Please write out all of the data below exactly, without including the pictures.

DATASET ENTRIES

········

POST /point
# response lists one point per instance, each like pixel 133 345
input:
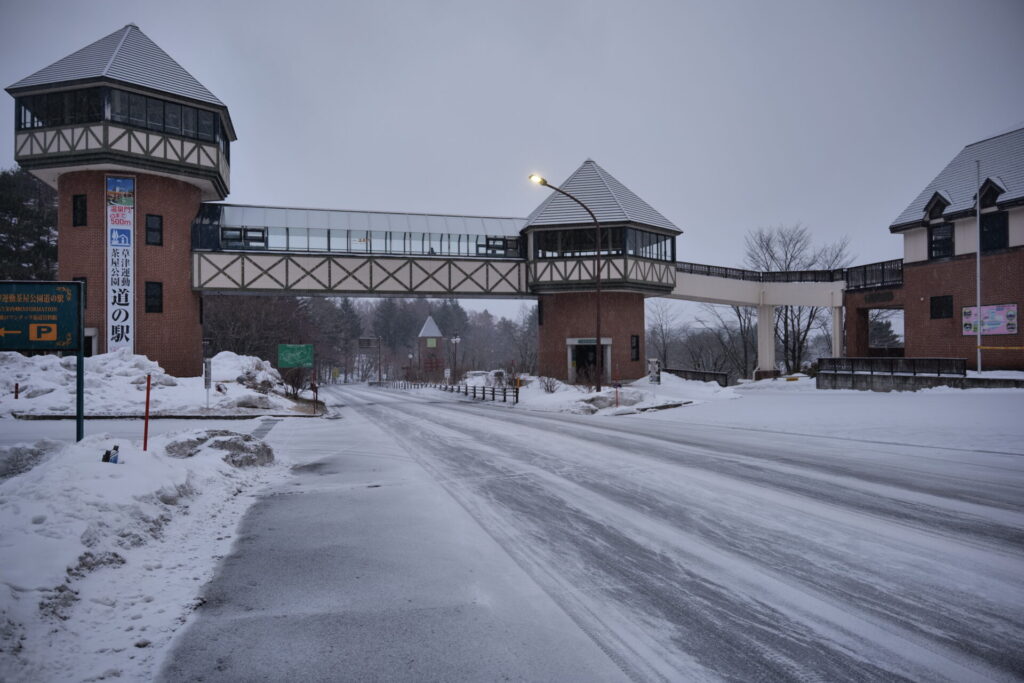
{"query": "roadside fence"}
pixel 504 394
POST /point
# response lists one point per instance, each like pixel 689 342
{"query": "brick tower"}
pixel 132 143
pixel 637 259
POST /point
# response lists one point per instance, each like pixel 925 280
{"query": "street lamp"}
pixel 455 356
pixel 534 177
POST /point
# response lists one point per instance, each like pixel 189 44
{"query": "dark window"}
pixel 85 289
pixel 942 306
pixel 120 108
pixel 994 230
pixel 155 297
pixel 79 212
pixel 204 128
pixel 187 122
pixel 989 195
pixel 136 114
pixel 172 118
pixel 940 241
pixel 155 114
pixel 154 229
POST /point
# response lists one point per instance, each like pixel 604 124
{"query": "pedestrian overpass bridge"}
pixel 309 252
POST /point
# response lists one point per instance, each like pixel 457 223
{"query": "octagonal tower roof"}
pixel 610 201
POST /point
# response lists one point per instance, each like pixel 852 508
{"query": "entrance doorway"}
pixel 582 358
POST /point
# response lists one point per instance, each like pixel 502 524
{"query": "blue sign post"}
pixel 46 316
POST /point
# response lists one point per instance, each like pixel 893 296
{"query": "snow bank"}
pixel 74 517
pixel 115 384
pixel 638 396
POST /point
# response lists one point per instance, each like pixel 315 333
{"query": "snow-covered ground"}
pixel 115 385
pixel 798 504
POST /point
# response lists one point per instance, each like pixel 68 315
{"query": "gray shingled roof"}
pixel 127 55
pixel 1001 160
pixel 430 329
pixel 610 201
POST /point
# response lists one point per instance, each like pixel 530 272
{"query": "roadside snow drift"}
pixel 68 514
pixel 115 385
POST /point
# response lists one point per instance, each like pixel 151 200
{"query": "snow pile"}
pixel 115 384
pixel 78 535
pixel 638 396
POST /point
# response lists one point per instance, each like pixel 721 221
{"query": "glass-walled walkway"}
pixel 224 226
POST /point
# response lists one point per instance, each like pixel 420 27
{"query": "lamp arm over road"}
pixel 597 273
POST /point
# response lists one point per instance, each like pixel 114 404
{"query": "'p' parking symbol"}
pixel 42 332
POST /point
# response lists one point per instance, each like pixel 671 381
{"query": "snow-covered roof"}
pixel 430 329
pixel 1001 160
pixel 127 55
pixel 610 201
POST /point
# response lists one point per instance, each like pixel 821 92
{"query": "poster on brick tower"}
pixel 120 263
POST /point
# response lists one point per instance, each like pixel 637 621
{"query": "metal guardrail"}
pixel 939 367
pixel 883 273
pixel 699 376
pixel 480 393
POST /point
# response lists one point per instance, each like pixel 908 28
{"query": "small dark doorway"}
pixel 584 359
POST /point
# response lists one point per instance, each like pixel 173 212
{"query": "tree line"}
pixel 256 325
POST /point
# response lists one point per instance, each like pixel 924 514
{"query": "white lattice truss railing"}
pixel 98 137
pixel 613 269
pixel 239 271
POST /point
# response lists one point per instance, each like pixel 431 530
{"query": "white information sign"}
pixel 120 263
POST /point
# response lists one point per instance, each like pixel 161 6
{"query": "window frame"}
pixel 157 230
pixel 154 297
pixel 941 307
pixel 79 210
pixel 994 228
pixel 933 252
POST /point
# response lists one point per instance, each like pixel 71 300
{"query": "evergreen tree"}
pixel 28 227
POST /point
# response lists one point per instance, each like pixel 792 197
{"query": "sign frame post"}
pixel 47 315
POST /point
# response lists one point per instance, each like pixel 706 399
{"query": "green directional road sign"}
pixel 295 355
pixel 40 316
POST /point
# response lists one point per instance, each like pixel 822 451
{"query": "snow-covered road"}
pixel 684 552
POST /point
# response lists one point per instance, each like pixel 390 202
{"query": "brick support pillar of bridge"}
pixel 567 319
pixel 173 336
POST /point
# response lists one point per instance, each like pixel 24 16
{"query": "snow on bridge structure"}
pixel 139 153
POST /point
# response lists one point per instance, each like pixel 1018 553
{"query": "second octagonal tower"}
pixel 132 142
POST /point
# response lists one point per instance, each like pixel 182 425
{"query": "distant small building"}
pixel 430 361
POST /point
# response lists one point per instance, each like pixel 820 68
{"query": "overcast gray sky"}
pixel 723 116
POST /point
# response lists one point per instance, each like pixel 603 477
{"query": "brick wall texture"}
pixel 1003 283
pixel 173 337
pixel 572 314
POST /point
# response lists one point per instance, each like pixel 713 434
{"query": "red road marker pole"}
pixel 145 429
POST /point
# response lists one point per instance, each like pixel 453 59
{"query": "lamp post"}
pixel 597 272
pixel 455 357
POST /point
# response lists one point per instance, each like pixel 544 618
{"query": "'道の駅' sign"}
pixel 120 263
pixel 40 315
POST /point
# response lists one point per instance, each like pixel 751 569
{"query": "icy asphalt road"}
pixel 431 540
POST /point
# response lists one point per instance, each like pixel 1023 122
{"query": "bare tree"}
pixel 732 330
pixel 790 248
pixel 664 330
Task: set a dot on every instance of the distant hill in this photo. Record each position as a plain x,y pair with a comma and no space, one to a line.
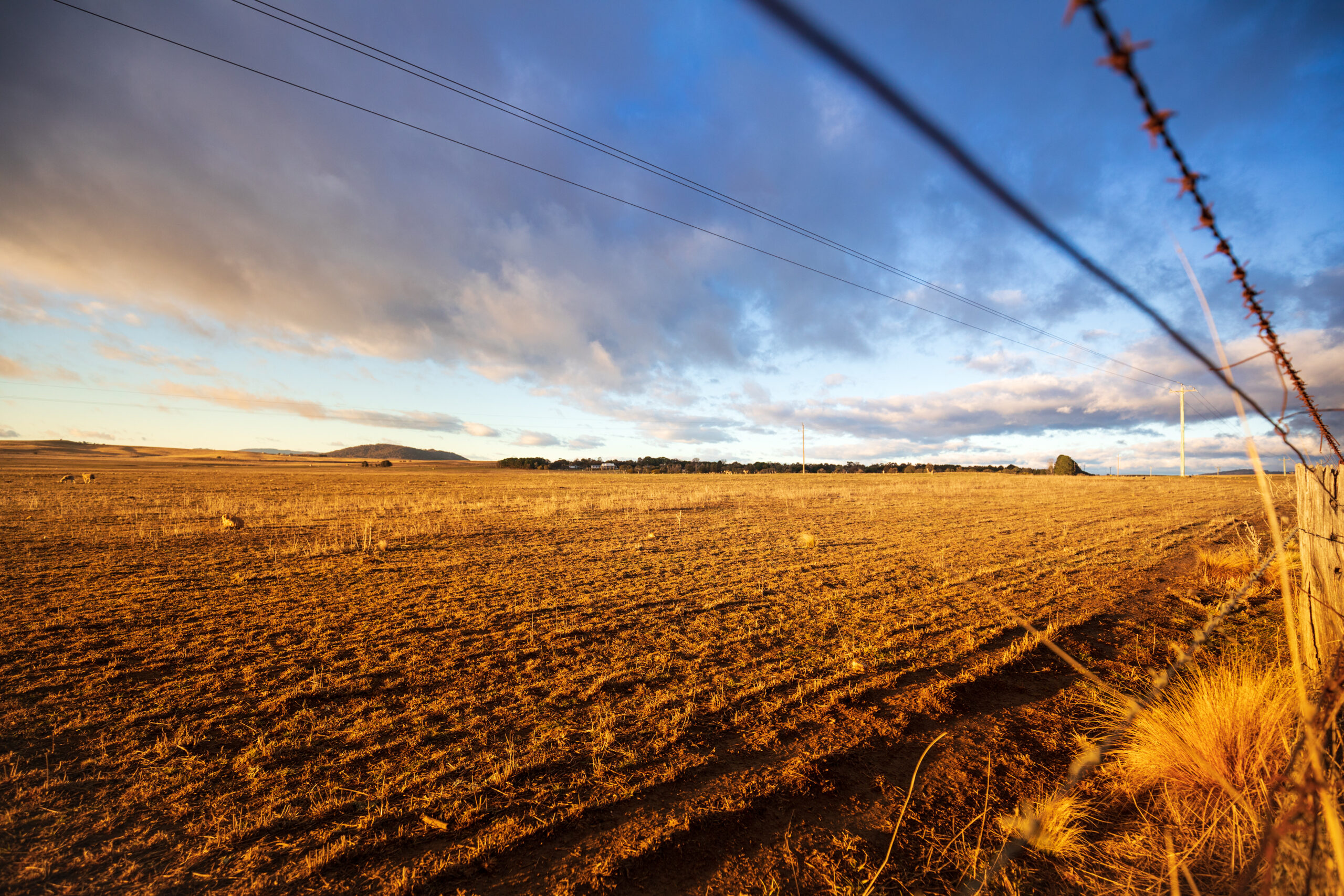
395,453
279,452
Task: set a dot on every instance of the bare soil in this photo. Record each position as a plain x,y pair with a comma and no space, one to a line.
444,678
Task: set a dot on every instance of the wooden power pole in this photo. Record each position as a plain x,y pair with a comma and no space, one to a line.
1320,537
1182,392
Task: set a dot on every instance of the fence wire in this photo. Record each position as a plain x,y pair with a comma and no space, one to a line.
1121,59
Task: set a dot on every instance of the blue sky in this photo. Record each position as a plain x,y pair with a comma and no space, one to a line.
194,256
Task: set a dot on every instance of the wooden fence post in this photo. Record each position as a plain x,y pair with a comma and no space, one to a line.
1320,605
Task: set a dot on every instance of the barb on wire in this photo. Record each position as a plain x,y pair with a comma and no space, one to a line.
1086,762
832,49
1121,61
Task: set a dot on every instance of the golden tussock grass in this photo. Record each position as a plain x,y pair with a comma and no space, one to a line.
1198,765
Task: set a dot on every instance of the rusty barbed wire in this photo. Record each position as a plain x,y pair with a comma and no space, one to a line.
1086,762
1121,59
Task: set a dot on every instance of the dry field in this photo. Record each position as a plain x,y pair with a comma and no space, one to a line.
455,679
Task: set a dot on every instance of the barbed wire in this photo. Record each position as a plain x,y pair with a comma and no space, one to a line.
1121,61
1086,762
894,99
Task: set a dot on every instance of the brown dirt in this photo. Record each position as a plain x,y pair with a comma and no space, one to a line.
554,681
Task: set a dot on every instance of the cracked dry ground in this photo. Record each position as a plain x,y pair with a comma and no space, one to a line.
554,681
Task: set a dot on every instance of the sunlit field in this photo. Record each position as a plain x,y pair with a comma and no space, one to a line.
455,679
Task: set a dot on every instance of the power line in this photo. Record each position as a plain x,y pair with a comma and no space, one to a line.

········

WRITTEN RESPONSE
POST /point
# response lists one point per instance, each like pixel 133 345
input:
{"query": "roadside fence"}
pixel 504 394
POST /point
# response lists one point per instance, each like pixel 689 342
{"query": "brick tower"}
pixel 132 143
pixel 637 259
POST /point
# response lists one point per instance, each like pixel 925 280
{"query": "street lamp"}
pixel 455 356
pixel 534 177
POST /point
# response lists one point per instance, each like pixel 189 44
{"query": "dark window"}
pixel 85 289
pixel 942 306
pixel 120 108
pixel 994 230
pixel 155 297
pixel 79 212
pixel 204 128
pixel 187 122
pixel 989 195
pixel 136 114
pixel 172 118
pixel 940 241
pixel 155 114
pixel 154 229
POST /point
# response lists one point per instance, each like pixel 604 124
{"query": "pedestrian overpass bridge"}
pixel 309 252
POST /point
# response lists one point per instance, each like pixel 457 223
{"query": "octagonal tower roof"}
pixel 610 201
POST /point
# response lists one point per instance, each like pixel 852 508
{"query": "entrance doorway"}
pixel 582 358
POST /point
# response lists one point per instance, each like pixel 502 524
{"query": "blue sign post"}
pixel 46 316
POST /point
# response lists one point per instance, each like pixel 893 296
{"query": "snow bank"}
pixel 74 517
pixel 115 384
pixel 638 396
POST /point
# response lists one point per instance, each like pixel 315 333
{"query": "snow-covered ground"}
pixel 115 385
pixel 798 504
POST /point
# response lists one point per instance, each like pixel 68 315
{"query": "gray shingled roof"}
pixel 127 55
pixel 1001 160
pixel 430 329
pixel 610 201
POST /point
# response lists one point per instance, each like pixel 530 272
{"query": "roadside snow drift"}
pixel 68 514
pixel 115 385
POST /point
# response lists one point per instance, each like pixel 151 200
{"query": "snow pile"}
pixel 115 384
pixel 78 535
pixel 638 396
POST /point
# response lists one point per instance, each like pixel 721 221
{"query": "glass-walled walkway"}
pixel 224 226
POST /point
# response lists one point per instance, each like pixel 420 27
{"query": "lamp arm over road"}
pixel 597 273
POST /point
# response lists one point per instance, each like pixel 114 404
{"query": "'p' parking symbol"}
pixel 42 332
POST /point
# response lists one point per instance, each like pixel 671 381
{"query": "snow-covered roof"}
pixel 430 329
pixel 1001 160
pixel 127 55
pixel 610 201
POST /point
# response lists one point per instance, each like pixel 821 92
{"query": "poster on brick tower"}
pixel 120 263
POST /point
# response lists one point per instance, each like pixel 637 621
{"query": "metal guardrail"}
pixel 939 367
pixel 883 273
pixel 699 376
pixel 480 393
POST /point
# response lists one point per instance, each like pixel 908 28
{"query": "small dark doorway"}
pixel 584 359
POST /point
# response lists one point per instance, each like pixel 173 212
{"query": "tree line"}
pixel 256 325
POST /point
# response lists one point per instance, each like pixel 924 514
{"query": "white lattice truss railing"}
pixel 98 137
pixel 613 269
pixel 239 271
POST /point
# response lists one point per instance, each like pixel 431 530
{"query": "white information sign"}
pixel 120 263
POST /point
# response lists one point per instance, each like pixel 161 6
{"query": "window frame"}
pixel 157 230
pixel 154 297
pixel 941 307
pixel 79 210
pixel 994 228
pixel 933 252
POST /point
# response lists one point per instance, each like pixel 71 300
{"query": "evergreen tree"}
pixel 28 227
POST /point
# response lists one point per instance, each like pixel 792 197
{"query": "sign frame post"}
pixel 47 315
POST /point
# response lists one point per instance, each like pixel 706 399
{"query": "green directional road sign"}
pixel 295 355
pixel 40 316
POST /point
# response lists one point per instance, each like pixel 822 451
{"query": "snow-covered road"}
pixel 684 552
POST /point
# response lists one point per instance, each like pixel 390 202
{"query": "brick support pillar of bridge"}
pixel 567 319
pixel 173 336
POST /point
# response lists one point per instance, each like pixel 24 16
{"query": "snow on bridge structure"}
pixel 139 153
POST /point
# response lists one point per instance, each like pixel 1018 553
{"query": "second octagonal tower"}
pixel 132 142
POST /point
# response lists one point per instance, each like pixel 182 425
{"query": "distant small building"}
pixel 430 361
POST /point
# response lists one point per instance, each like pixel 820 68
{"query": "overcast gray sky"}
pixel 723 116
POST /point
# response lists one point per instance, each like pixel 603 477
{"query": "brick wall texture"}
pixel 1003 283
pixel 173 337
pixel 572 314
POST /point
# response lists one point per instance, each like pixel 713 434
{"query": "red road marker pole"}
pixel 145 429
POST /point
# response lists one point per instance, each like pixel 453 59
{"query": "lamp post"}
pixel 597 272
pixel 455 357
POST /point
# response lists one point per instance, each like pixel 544 618
{"query": "'道の駅' sign"}
pixel 120 263
pixel 40 315
POST /point
# response lists one point per instance, each like pixel 751 569
{"query": "icy asphalt road"}
pixel 431 540
POST /point
# response lists one point per instance, each like pixel 1023 122
{"query": "bare tree"}
pixel 732 330
pixel 790 248
pixel 664 330
Task: set a dot on every instance of the distant hill in this photo. Record each position as a plain x,y pair with a comma and no space, one to a line.
395,453
279,452
Task: set a dot on every instance of the bare soil in this photo. Record each position as a plain x,y pair with a comma and no space, one to a line.
444,678
Task: set a dot on every instance of the wooden power pole in this photo. Record each position as a plain x,y pair with a comma and no space, one to a line.
1320,537
1182,392
Task: set a dot on every instance of the fence wire in this photo. Record each position as a plain x,y pair with a comma and no space, one to a line.
1121,59
Task: set a dot on every instance of the blue sky in this photo. Record each position as a plain x,y pair with a comma and no space, one to a line.
194,256
Task: set a dot on every instance of the wooden fence post in this photo. Record each position as a plain x,y pair with a comma and no space, one to a line.
1320,605
Task: set a dot on every instance of the barb on wire in this photo. Record each position as a plain x,y pair with a comma and no space, one to a line.
1086,762
832,49
1121,61
Task: set a dot on every instance of the golden tussock grass in this photo. Record each position as a plain x,y pair with a comma and no space, one to a line.
1198,765
Task: set a dot on every instance of the rusty barbed wire in this photo. Record each position as a plain x,y pair with a comma and no space, one to a line.
1086,762
1121,59
Task: set a dot on every instance of the dry field in this photo. Record each position as a plain x,y pair with a comma and no space, one to a line.
455,679
Task: set a dot on every instance of the barbed wire in this photo. Record each position as a plain x,y pair with a comma and no space, one to a line.
1121,61
1086,762
894,99
Task: set a dot on every instance of the brown dirt in this photo. Record each position as a plain x,y pair with a comma and no space, one to a line.
554,681
Task: set a dot on every instance of the cracked dry ground in this photo. Record each position as a plain x,y pair with a comma and no space, one to a line.
554,681
Task: set a dot on every instance of the sunlit field in this photo. Record each position as a plain x,y pair with a comma and no space, one to a line.
455,679
Task: set a dot on every instance of the power line in this photo. Record each position as a plain x,y pair with a comma and no space, one to a line.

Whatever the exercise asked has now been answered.